## Document segment
%%
Student Role During the Sprint

Below are some suggested student roles during the sprint. These may change during the sprint.

  • Support wiki editing.
  • Correctly format citations, use the Wiki editor to organize the resource correctly (translate written format to the wiki if needed).
  • Find images, work with the librarian to identify additional resources such as videos, images, etc.
  • Respond to case studies from a student perspective.

Student Sprint Process Day 1

  • The sprint will take place between 9:30am-4:30pm on Thursday, May 19th and Friday May 20th
  • The overall schedule has been shared with you in the overall sprint guide. The schedule below is to draw your attention to student specific process and activities

9:30-9:35pm - Warm-up/ Introductions

  • introduce yourself to your faculty pair.
%%
Dataset excerpt:
%%
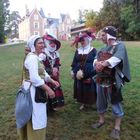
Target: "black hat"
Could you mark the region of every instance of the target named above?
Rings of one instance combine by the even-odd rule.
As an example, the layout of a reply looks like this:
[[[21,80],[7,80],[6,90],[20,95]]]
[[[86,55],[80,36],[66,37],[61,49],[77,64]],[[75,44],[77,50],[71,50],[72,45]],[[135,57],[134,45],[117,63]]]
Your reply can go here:
[[[56,38],[54,38],[53,36],[51,35],[44,35],[43,36],[43,39],[44,40],[50,40],[50,41],[53,41],[55,44],[56,44],[56,50],[58,50],[60,47],[61,47],[61,43],[59,40],[57,40]]]
[[[113,26],[106,26],[103,28],[102,31],[105,33],[108,33],[109,35],[111,35],[113,37],[116,37],[116,35],[117,35],[117,29]]]

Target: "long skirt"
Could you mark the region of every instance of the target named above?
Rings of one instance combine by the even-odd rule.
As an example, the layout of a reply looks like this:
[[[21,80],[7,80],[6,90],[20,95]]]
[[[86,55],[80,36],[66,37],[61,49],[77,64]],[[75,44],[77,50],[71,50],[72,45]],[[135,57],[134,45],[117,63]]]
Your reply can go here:
[[[17,134],[18,140],[46,140],[46,128],[33,130],[31,120]]]
[[[52,77],[53,80],[59,82],[59,77]],[[52,83],[47,83],[47,85],[55,92],[55,98],[50,99],[48,98],[48,110],[52,110],[53,108],[59,108],[64,106],[64,96],[63,96],[63,91],[61,88],[61,84],[59,87],[55,87],[52,85]]]
[[[91,79],[90,82],[84,82],[82,80],[74,80],[74,98],[87,105],[96,103],[96,86],[94,81]]]

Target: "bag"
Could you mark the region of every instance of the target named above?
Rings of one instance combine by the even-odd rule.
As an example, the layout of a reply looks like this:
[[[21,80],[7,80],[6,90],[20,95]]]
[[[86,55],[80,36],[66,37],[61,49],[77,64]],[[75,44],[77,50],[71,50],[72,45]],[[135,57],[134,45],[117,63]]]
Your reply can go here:
[[[112,57],[111,53],[109,53],[109,52],[100,52],[98,61],[104,61],[104,60],[109,59],[110,57]],[[112,74],[112,69],[110,69],[108,67],[105,67],[102,72],[105,73],[105,74],[111,75]]]
[[[36,87],[35,101],[37,103],[46,103],[47,102],[46,92],[41,87]]]
[[[30,85],[31,86],[31,85]],[[21,86],[16,95],[15,117],[17,128],[22,128],[31,119],[33,111],[30,87],[25,90]]]
[[[83,80],[83,83],[84,84],[91,84],[92,83],[92,80],[91,80],[91,78],[88,78],[86,80]]]

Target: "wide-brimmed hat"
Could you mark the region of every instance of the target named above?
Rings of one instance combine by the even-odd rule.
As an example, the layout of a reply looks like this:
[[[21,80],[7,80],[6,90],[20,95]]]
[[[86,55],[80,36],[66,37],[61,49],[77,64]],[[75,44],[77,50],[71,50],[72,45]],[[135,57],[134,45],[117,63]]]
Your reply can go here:
[[[113,37],[117,37],[117,29],[114,26],[106,26],[102,29],[102,31]]]
[[[57,40],[56,38],[54,38],[53,36],[49,35],[49,34],[44,35],[43,39],[54,42],[56,44],[56,50],[58,50],[61,47],[60,41]]]
[[[32,35],[27,41],[27,48],[30,49],[31,52],[35,52],[35,41],[41,38],[39,35]]]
%%
Can you update the part of the student sprint guide that opens with the words "Below are some" and closes with "a student perspective.", swapping "librarian" for "library staff"?

## Reply
Below are some suggested student roles during the sprint. These may change during the sprint.

  • Support wiki editing.
  • Correctly format citations, use the Wiki editor to organize the resource correctly (translate written format to the wiki if needed).
  • Find images, work with the library staff to identify additional resources such as videos, images, etc.
  • Respond to case studies from a student perspective.